* **INSTRUCTIONS FOR THE TASK**: Output a character-exact copy of the data, images removed.

* **DATA FOR THE TASK**:
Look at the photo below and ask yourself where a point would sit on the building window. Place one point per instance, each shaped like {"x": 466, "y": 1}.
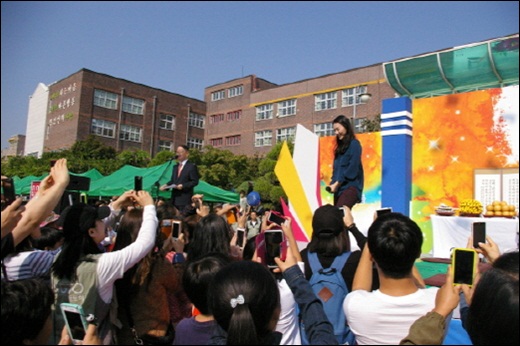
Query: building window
{"x": 325, "y": 101}
{"x": 234, "y": 140}
{"x": 286, "y": 134}
{"x": 216, "y": 142}
{"x": 263, "y": 138}
{"x": 167, "y": 122}
{"x": 235, "y": 91}
{"x": 105, "y": 99}
{"x": 132, "y": 105}
{"x": 234, "y": 116}
{"x": 218, "y": 95}
{"x": 165, "y": 145}
{"x": 324, "y": 129}
{"x": 195, "y": 143}
{"x": 103, "y": 128}
{"x": 348, "y": 95}
{"x": 216, "y": 118}
{"x": 196, "y": 120}
{"x": 264, "y": 112}
{"x": 287, "y": 107}
{"x": 130, "y": 133}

* **RESULT FOR THIS TASK**:
Look at the photo below and ask yourself where a point would sit on the building window. Place one point per instance, each shaped like {"x": 466, "y": 1}.
Query: building window
{"x": 325, "y": 101}
{"x": 234, "y": 140}
{"x": 286, "y": 134}
{"x": 216, "y": 142}
{"x": 263, "y": 138}
{"x": 167, "y": 122}
{"x": 235, "y": 91}
{"x": 105, "y": 99}
{"x": 132, "y": 105}
{"x": 234, "y": 116}
{"x": 218, "y": 95}
{"x": 165, "y": 145}
{"x": 324, "y": 129}
{"x": 195, "y": 143}
{"x": 103, "y": 128}
{"x": 348, "y": 95}
{"x": 216, "y": 118}
{"x": 196, "y": 120}
{"x": 264, "y": 112}
{"x": 287, "y": 107}
{"x": 130, "y": 133}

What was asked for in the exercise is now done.